In the court opinion, rewrite the part starting with "Where a corporation, at" and going on through "a non-income-producing investment.", putting "stockholder" in place of "shareholder" every time it appears.

▶ **SUPPLIED PASSAGE**
-*-

From Casetext: Smarter Legal Research

Marsh v. Peck

Supreme Court of Ohio
Jun 16, 1954
120 N.E.2d 428 (Ohio 1954)

Opinion

No. 33844

Decided June 16, 1954.

Taxation — Intangible property — Shares of stock of corporation — Corporation split stock — Shares of each shareholder proportionately increased — Shareholder's return for taxation — Value of shares as income-producing investment measured, how.

Where a corporation, at the close of the calendar year 1950, splits its common stock, whereby the number of shares held by each shareholder is proportionally increased without payment of consideration for such additional shares, a shareholder who is a resident of Ohio is required, under the intangible tax law of Ohio, to return as of January 1, 1951, the total number of shares of the corporation then owned by him, and such shares are taxable as an income-producing investment whose value is measured by the income yield received by the shareholder from the original shares during the previous year and not by the value of the original shares as an income-producing investment measured by the income yield from such shares for the previous year, and the value of additional shares as a non-income-producing investment.

APPEAL from the Board of Tax Appeals.

This is an appeal by the Tax Commissioner of Ohio to this court from a decision of the Board of Tax Appeals rendered on December 7, 1953, with respect to an intangible tax assessment made by the Tax Commissioner against the appellee taxpayer on certain shares of stock of Masonite Corporation received by him pursuant to the declaration of a stock-split made by the corporation in December 1950. Hereinafter, the Tax Commissioner will be designated as commissioner, the taxpayer as Marsh, and the corporation as Masonite. The facts pertaining to this appeal are not in dispute. The controversy arises over the interpretation and application of applicable statutes to the facts involved.

-*-

Location identification items

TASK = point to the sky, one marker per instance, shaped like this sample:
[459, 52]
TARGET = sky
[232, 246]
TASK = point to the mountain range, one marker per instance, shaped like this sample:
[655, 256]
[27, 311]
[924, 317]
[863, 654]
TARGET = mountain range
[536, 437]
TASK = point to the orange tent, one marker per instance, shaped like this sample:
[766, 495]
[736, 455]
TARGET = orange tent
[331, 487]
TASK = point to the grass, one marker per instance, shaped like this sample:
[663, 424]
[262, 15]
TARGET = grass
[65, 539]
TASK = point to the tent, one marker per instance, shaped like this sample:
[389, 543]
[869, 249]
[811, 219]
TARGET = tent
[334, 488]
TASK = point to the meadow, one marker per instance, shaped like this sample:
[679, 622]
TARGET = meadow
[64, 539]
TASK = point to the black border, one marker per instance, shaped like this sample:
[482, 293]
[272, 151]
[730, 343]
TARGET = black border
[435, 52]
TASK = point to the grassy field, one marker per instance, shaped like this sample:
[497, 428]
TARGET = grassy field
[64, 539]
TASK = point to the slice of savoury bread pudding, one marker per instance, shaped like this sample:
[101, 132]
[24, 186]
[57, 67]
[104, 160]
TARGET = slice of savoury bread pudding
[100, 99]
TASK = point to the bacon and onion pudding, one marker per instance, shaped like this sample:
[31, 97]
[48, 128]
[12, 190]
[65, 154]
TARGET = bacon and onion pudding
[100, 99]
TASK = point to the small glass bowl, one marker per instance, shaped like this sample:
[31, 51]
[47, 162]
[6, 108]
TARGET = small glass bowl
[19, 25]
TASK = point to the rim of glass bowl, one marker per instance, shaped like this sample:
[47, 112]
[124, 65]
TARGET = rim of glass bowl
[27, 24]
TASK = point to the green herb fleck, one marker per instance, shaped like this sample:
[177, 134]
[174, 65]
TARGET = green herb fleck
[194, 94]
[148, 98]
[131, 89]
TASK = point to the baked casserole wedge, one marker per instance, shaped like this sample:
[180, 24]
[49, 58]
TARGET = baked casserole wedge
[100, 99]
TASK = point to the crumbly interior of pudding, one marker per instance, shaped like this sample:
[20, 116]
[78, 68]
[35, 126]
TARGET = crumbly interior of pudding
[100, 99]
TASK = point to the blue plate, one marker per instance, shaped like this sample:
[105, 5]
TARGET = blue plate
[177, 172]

-*-

▶ **TASK SOLUTION**
Where a corporation, at the close of the calendar year 1950, splits its common stock, whereby the number of shares held by each stockholder is proportionally increased without payment of consideration for such additional shares, a stockholder who is a resident of Ohio is required, under the intangible tax law of Ohio, to return as of January 1, 1951, the total number of shares of the corporation then owned by him, and such shares are taxable as an income-producing investment whose value is measured by the income yield received by the stockholder from the original shares during the previous year and not by the value of the original shares as an income-producing investment measured by the income yield from such shares for the previous year, and the value of additional shares as a non-income-producing investment.